__À faire__:
Recopiez mot pour mot la partie des items qui s'ouvre sur la ligne contenant « Mark the sea » et se poursuit jusqu'à la fin des items, bornes incluses.

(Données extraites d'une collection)
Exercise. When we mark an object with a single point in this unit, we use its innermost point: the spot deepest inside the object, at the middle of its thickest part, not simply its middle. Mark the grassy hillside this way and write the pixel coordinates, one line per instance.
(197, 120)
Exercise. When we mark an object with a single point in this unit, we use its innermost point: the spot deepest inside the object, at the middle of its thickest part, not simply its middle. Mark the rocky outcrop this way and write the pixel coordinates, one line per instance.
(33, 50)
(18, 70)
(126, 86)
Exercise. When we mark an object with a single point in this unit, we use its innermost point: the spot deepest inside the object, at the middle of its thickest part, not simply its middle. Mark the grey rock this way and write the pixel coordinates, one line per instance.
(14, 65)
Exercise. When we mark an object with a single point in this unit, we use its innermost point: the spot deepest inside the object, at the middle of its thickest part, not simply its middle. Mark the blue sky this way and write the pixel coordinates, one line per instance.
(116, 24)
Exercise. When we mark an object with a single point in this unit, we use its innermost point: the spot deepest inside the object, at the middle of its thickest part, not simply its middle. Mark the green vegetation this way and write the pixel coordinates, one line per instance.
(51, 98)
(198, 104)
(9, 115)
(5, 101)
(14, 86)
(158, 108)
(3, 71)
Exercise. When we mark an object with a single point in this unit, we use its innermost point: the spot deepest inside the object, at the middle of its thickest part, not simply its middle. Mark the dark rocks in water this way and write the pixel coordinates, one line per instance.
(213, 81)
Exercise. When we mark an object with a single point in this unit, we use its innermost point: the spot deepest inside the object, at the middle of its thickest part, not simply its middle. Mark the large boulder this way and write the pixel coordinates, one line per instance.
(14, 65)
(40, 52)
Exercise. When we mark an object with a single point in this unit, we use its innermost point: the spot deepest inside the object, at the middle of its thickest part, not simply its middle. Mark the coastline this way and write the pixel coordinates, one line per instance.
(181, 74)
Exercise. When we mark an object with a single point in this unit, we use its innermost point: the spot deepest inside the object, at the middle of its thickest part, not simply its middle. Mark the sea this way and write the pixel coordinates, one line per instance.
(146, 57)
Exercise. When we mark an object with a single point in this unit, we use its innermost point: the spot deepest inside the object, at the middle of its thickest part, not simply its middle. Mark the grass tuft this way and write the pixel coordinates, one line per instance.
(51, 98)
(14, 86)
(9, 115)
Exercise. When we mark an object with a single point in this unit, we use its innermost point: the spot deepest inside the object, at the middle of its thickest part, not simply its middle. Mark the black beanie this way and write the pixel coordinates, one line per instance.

__Réponse attendue__:
Exercise. When we mark an object with a single point in this unit, we use its innermost point: the spot deepest inside the object, at the middle of its thickest part, not simply its middle. Mark the sea this way and write the pixel coordinates, one line per instance.
(146, 57)
Exercise. When we mark an object with a single point in this unit, we use its innermost point: the spot deepest inside the object, at the middle of its thickest part, not simply its middle. Mark the grass tuft this way and write the pixel coordinates, one line per instance.
(51, 98)
(14, 86)
(9, 115)
Exercise. When we mark an object with a single point in this unit, we use its innermost point: the spot deepest inside the object, at the middle of its thickest part, not simply its middle. Mark the black beanie this way and write the pixel coordinates, one line per instance.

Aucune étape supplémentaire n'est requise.